● EXERCISE REQUIREMENTS:
Transcribe every line of the listing below without any deviation.

● ENTRIES:

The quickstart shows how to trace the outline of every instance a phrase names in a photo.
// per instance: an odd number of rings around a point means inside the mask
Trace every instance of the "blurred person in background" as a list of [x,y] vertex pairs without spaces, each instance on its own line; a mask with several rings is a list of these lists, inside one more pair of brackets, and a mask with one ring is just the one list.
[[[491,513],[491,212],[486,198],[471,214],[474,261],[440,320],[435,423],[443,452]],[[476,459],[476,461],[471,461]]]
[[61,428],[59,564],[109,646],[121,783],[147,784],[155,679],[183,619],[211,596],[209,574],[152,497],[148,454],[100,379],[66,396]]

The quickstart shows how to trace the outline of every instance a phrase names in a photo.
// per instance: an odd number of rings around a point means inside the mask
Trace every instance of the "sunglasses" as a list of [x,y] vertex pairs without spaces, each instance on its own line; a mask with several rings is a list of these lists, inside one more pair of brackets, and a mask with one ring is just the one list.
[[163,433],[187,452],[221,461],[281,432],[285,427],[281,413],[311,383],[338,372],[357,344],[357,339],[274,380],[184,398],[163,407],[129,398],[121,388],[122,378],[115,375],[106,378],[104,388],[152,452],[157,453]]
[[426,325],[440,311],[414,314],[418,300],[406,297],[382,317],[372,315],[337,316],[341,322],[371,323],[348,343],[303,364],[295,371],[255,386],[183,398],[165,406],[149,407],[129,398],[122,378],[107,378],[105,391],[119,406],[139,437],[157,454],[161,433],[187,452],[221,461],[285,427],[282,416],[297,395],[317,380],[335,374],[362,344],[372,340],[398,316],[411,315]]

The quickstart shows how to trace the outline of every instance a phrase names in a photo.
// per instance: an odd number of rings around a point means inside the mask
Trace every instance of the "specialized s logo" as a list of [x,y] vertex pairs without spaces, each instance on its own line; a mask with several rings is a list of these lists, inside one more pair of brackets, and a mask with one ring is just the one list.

● ANSWER BELOW:
The quickstart shows how to trace the outline of every instance a phrase names in a photo.
// per instance: an odd number of rings around a point means inside the mask
Trace every instance of the "blurred person in background" as a list of [x,y] vertex pairs without spaces, each instance on its own line; a mask with several rings is a list of these lists, inside one more pair of brackets, and a mask with one ring is just the one list.
[[[491,513],[491,212],[486,198],[471,214],[474,261],[440,320],[435,423],[443,452]],[[476,459],[476,461],[471,461]]]
[[61,428],[59,564],[109,646],[121,783],[147,784],[155,679],[183,619],[211,596],[209,574],[152,497],[148,454],[100,379],[66,396]]

The quickstart shows how to trace the outline of every instance a phrase names in a photo.
// per instance: an odd number of rings around a point means inside the mask
Trace every instance of the "sunglasses" as a list of [x,y] vertex pairs without spaces, each instance on its own line; a mask with several rings is a list of these lists, inside one more pair of brackets, and a mask with one ring is just the one list.
[[163,433],[187,452],[221,461],[281,432],[285,427],[281,413],[311,383],[338,372],[357,344],[357,339],[274,380],[184,398],[163,407],[129,398],[121,388],[122,378],[115,375],[106,378],[104,388],[152,452],[157,453]]
[[426,325],[440,311],[414,314],[418,300],[406,297],[382,317],[372,315],[337,316],[341,322],[371,323],[348,343],[303,364],[295,371],[255,386],[183,398],[165,406],[149,407],[129,398],[122,378],[107,378],[105,391],[119,406],[139,437],[157,454],[161,433],[187,452],[221,461],[285,427],[282,416],[297,395],[317,380],[335,374],[362,344],[372,340],[398,316],[411,315]]

The quickstart shows how to trace the outline of every instance a phrase names in a photo.
// per instance: an odd number of rings around a point means inside the mask
Trace every instance of the "specialized s logo" as a list of [x,y] vertex pairs without spaces, each instance on its own line; a mask with several rings is a list of these lists, inside one more pair of brackets, and a mask with one ring is just the one list.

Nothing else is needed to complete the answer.